## begin

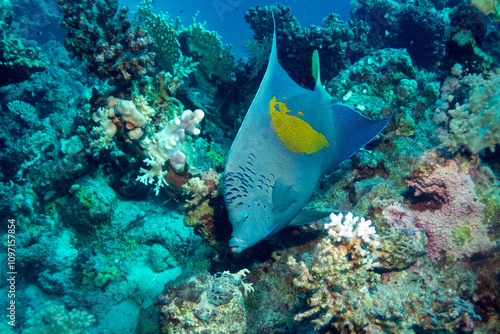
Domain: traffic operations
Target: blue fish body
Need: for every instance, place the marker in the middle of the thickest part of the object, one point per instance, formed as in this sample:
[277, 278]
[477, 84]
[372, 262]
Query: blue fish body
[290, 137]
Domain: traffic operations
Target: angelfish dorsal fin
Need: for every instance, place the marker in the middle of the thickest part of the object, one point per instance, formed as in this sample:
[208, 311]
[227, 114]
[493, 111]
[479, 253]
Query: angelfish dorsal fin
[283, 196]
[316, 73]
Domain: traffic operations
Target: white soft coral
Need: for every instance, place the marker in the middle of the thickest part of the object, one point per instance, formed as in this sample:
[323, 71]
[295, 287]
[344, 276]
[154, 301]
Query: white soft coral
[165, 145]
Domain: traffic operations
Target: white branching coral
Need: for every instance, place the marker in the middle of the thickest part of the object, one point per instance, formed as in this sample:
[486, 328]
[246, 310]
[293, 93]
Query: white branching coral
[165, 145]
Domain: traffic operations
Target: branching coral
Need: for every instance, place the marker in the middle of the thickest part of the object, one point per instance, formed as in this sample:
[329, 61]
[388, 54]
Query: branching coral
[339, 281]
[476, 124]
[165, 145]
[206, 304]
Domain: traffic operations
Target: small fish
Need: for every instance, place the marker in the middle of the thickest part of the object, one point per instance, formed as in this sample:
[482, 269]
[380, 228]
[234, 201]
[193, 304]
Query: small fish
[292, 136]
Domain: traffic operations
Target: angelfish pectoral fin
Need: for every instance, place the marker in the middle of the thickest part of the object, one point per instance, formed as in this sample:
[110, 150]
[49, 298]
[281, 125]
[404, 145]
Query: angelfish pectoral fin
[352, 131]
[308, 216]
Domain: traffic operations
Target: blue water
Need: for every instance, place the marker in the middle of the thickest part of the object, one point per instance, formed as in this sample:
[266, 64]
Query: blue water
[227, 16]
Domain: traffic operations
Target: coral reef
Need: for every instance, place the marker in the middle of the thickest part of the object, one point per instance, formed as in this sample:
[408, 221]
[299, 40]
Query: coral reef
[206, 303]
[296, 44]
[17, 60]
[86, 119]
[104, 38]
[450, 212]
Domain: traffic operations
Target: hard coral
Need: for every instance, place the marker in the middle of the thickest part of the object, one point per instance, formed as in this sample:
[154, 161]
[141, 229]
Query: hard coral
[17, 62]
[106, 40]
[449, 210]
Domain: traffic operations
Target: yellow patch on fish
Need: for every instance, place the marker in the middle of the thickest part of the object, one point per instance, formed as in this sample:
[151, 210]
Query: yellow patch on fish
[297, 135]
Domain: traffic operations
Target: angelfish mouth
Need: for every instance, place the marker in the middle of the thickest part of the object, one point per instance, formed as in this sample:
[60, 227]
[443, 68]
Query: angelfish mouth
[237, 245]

## end

**TASK DETAILS:**
Each line above is to be copied verbatim. Drop any image from the copy.

**SOLUTION TO THE EXERCISE:**
Domain: traffic operations
Target: blue fish body
Need: for every instance, place the marker in the middle of the thickest part of the object, one point per instance, formed as in this sample:
[277, 278]
[477, 84]
[372, 262]
Query: blue fish body
[290, 137]
Domain: traffic operations
Target: angelfish dorsal fin
Need: for every instance, place the marker in the middle of the thickest part of the object, one point per instance, formed as in this sample:
[208, 311]
[227, 114]
[493, 111]
[479, 253]
Query: angelfish dorsal fin
[283, 196]
[316, 73]
Domain: traffic operations
Target: white soft coral
Need: for every instance, place the marker in the middle of the thickest part of the object, one point per instance, formed as in this sample:
[323, 71]
[295, 287]
[344, 276]
[154, 301]
Query: white soft coral
[165, 145]
Domain: traffic operations
Target: white branching coral
Need: for every instance, place the marker in the middle of the thickest part of the object, one point per instance, formed as in this sample:
[486, 328]
[246, 310]
[293, 93]
Query: white branching coral
[165, 145]
Domain: traffic operations
Target: branching coral
Need: for every instance, place the marker in the middle of the thickest part of the object, one point per instance, formed as in this sample:
[329, 61]
[388, 54]
Query: branching coral
[339, 281]
[476, 124]
[165, 145]
[206, 304]
Domain: traffic operations
Target: small fish
Need: for every instance, place the marker in the middle of the thickest part of the object, one point per instance, formed as in this sample:
[482, 269]
[380, 228]
[234, 201]
[193, 304]
Query: small fish
[292, 136]
Domain: traffic operations
Target: angelfish pectoral fin
Need: for every instance, place the marker in the middle of the thickest part of the object, one point per instance, formed as in this sample:
[110, 150]
[49, 298]
[281, 125]
[404, 145]
Query: angelfish pectoral fin
[352, 131]
[308, 216]
Domain: traffic operations
Target: blue water
Need: for every instance, place the marker in the middle of the thickest part of the object, one point per instance, formed as in this sample:
[266, 64]
Query: blue water
[227, 16]
Domain: traffic operations
Target: coral reef
Need: for every instance, place the marker in the middle of the thickest part of the object, one point per instance, formed as in this sample:
[408, 221]
[299, 40]
Query: coral reef
[206, 303]
[296, 44]
[17, 60]
[86, 119]
[104, 38]
[450, 212]
Domain: traffic operations
Target: hard coral
Need: for every instance, place the marker in the middle of the thickest part of the object, one point per instance, formed as in this sample:
[154, 161]
[141, 229]
Query: hard coral
[17, 62]
[106, 40]
[449, 210]
Domain: traffic operations
Target: yellow patch on fish
Need: for every instance, place the marker in the middle of the thickest part of the object, one point per instance, formed as in this sample:
[151, 210]
Query: yellow patch on fish
[297, 135]
Domain: traffic operations
Target: angelfish mouth
Need: for every instance, place the marker in the middle of the thickest part of the object, one point per instance, formed as in this sample:
[60, 227]
[443, 68]
Query: angelfish mouth
[237, 245]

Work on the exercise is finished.